→ Task instructions:
Repeat the stretch of the records from the line that contains "woman in blue" through the line that contains "[(543, 491)]", copying each line without any change.

-- start of Dataset entries --

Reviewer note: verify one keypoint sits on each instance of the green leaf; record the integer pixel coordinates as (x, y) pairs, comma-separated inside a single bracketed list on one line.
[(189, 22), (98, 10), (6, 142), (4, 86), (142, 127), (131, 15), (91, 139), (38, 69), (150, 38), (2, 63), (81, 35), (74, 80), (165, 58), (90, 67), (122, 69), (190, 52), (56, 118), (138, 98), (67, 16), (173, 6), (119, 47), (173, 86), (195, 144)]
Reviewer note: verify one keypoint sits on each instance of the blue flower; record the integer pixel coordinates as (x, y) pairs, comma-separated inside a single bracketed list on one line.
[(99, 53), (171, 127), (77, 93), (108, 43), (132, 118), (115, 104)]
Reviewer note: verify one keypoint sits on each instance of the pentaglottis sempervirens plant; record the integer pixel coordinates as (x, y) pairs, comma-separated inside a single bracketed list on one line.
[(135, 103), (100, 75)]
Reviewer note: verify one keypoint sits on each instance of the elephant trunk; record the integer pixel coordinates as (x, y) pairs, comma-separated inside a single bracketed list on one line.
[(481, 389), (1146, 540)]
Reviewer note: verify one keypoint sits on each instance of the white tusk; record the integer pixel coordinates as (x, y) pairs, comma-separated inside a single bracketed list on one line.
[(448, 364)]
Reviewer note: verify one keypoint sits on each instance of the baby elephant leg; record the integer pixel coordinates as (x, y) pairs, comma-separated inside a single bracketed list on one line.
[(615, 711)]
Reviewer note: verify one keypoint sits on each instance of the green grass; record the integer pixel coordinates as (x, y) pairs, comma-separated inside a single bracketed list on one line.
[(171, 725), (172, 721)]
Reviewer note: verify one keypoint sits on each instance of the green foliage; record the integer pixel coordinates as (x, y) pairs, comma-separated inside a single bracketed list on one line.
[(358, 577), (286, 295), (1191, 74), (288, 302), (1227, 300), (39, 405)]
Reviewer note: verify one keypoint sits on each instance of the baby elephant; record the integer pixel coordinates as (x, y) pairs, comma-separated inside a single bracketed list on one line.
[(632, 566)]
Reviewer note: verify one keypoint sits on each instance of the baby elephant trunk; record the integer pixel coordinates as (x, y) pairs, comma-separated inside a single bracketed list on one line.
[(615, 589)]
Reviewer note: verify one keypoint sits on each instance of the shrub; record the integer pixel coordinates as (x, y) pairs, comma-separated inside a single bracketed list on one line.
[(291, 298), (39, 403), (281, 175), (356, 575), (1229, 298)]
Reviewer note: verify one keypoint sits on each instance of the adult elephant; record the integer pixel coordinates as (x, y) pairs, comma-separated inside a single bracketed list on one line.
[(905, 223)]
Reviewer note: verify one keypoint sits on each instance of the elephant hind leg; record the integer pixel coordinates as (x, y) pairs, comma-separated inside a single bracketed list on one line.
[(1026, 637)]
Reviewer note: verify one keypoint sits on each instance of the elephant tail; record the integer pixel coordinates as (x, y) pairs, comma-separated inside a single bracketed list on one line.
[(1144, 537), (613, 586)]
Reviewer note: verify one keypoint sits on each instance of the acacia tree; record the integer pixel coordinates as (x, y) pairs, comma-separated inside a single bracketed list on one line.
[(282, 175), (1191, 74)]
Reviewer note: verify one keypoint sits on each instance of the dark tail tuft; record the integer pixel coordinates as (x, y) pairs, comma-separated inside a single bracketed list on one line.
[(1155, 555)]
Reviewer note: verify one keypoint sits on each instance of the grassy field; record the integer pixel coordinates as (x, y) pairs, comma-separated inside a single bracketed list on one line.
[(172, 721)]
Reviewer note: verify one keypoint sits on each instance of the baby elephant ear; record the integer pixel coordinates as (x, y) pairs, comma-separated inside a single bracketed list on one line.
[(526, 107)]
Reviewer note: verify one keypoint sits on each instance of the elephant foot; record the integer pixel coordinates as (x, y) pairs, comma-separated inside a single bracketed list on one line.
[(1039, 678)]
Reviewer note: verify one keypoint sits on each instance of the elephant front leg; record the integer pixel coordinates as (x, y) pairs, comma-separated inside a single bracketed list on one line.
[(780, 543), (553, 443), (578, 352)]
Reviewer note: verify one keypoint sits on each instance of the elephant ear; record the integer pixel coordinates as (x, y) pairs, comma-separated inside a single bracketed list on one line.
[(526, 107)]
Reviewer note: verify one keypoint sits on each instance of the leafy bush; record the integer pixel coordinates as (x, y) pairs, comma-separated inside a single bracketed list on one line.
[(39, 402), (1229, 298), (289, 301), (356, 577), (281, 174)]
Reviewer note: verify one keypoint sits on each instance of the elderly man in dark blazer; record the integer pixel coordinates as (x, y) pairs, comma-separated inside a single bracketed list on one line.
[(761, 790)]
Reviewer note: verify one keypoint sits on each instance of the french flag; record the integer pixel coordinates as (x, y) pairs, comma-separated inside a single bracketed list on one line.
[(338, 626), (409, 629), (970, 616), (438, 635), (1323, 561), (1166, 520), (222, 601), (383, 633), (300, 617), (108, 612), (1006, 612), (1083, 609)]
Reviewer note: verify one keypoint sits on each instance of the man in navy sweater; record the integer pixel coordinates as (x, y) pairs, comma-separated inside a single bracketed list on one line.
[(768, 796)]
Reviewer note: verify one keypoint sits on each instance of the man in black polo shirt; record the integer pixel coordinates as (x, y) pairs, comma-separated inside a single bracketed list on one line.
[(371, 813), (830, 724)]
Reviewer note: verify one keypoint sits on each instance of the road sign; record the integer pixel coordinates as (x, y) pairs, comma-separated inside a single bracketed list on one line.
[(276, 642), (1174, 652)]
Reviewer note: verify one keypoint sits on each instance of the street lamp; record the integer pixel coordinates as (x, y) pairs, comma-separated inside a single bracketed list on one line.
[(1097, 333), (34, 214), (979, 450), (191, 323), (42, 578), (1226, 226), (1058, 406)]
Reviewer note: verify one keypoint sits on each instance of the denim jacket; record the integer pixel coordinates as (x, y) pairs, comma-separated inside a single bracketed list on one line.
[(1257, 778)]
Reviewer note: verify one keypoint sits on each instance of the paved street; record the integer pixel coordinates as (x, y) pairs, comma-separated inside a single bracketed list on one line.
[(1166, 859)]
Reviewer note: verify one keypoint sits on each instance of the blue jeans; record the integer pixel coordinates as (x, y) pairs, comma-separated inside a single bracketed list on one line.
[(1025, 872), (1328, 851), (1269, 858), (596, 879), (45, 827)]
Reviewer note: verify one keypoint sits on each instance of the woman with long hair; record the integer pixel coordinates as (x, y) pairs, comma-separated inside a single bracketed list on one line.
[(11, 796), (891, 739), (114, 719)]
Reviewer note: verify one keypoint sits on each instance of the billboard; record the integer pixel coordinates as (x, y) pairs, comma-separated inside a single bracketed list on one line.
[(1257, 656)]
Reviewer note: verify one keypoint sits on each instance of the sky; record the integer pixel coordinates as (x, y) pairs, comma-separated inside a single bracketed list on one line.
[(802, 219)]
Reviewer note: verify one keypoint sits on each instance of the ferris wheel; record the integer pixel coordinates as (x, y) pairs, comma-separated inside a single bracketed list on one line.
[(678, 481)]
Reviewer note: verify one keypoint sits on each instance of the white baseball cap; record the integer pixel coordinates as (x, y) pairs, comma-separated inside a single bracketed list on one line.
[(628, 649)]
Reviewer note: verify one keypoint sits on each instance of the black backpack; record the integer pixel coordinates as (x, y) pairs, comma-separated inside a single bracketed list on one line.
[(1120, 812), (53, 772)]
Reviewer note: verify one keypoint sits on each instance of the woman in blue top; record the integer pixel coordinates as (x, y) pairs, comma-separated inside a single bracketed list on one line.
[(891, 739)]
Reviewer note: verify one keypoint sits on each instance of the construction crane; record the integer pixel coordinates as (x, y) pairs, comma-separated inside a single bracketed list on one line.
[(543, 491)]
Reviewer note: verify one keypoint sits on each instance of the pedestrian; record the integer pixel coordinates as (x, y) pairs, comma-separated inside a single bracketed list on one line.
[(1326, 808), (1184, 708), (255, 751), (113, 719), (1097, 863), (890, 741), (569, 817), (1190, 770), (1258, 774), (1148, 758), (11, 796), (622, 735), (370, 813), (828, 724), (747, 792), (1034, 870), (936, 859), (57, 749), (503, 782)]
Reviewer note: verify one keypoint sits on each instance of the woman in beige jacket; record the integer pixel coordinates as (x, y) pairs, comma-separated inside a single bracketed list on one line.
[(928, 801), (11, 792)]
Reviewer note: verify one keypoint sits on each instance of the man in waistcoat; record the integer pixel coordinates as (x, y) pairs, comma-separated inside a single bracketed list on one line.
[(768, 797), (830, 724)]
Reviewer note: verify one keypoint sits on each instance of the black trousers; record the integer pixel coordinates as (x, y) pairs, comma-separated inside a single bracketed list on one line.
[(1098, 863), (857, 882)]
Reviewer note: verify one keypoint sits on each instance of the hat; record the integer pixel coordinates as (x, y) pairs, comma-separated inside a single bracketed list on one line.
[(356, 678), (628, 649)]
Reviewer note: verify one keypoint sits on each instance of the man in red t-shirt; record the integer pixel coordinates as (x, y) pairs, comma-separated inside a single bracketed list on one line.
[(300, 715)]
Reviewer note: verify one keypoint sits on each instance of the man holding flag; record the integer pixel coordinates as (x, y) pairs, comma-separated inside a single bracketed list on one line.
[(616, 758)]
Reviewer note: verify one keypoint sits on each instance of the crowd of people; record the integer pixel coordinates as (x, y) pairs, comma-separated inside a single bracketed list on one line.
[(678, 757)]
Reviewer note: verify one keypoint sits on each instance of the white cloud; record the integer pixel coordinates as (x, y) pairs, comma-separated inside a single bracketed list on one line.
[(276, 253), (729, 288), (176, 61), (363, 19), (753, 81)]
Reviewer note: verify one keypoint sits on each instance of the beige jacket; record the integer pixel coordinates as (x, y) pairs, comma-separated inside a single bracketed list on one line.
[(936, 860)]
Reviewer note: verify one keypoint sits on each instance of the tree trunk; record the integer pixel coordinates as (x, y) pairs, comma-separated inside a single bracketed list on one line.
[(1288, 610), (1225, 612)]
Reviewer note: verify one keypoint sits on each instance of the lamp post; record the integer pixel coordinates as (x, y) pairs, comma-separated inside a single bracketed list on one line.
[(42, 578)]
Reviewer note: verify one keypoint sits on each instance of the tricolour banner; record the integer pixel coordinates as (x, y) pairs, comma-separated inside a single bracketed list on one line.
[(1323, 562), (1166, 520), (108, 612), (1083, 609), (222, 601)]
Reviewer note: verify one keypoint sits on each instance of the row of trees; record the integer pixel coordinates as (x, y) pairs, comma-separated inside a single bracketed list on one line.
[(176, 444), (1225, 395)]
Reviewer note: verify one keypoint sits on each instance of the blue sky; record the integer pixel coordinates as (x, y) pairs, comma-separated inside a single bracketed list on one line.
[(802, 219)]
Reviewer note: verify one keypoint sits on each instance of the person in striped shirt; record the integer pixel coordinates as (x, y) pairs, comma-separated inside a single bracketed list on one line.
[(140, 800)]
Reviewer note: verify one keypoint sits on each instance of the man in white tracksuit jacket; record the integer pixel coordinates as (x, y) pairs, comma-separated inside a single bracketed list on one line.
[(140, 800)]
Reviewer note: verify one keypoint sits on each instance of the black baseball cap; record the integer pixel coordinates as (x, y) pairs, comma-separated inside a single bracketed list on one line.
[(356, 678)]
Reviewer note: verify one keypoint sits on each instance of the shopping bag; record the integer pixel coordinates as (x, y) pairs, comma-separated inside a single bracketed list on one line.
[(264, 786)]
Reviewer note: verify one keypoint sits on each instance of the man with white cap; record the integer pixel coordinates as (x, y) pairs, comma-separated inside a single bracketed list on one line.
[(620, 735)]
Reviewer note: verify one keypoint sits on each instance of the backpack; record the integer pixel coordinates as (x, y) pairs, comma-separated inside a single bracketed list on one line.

-- end of Dataset entries --

→ Written response:
Reviewer note: verify one keypoint sits on each instance of the woman in blue top; record the integer pixel coordinates as (x, y) pairs, comma-separated inside a single bracketed list on one line.
[(891, 739)]
Reviewer note: verify one keypoint sits on each instance of the construction crane; record the integer pixel coordinates as (x, y) pairs, comma-separated inside a single bracketed list on one line.
[(543, 491)]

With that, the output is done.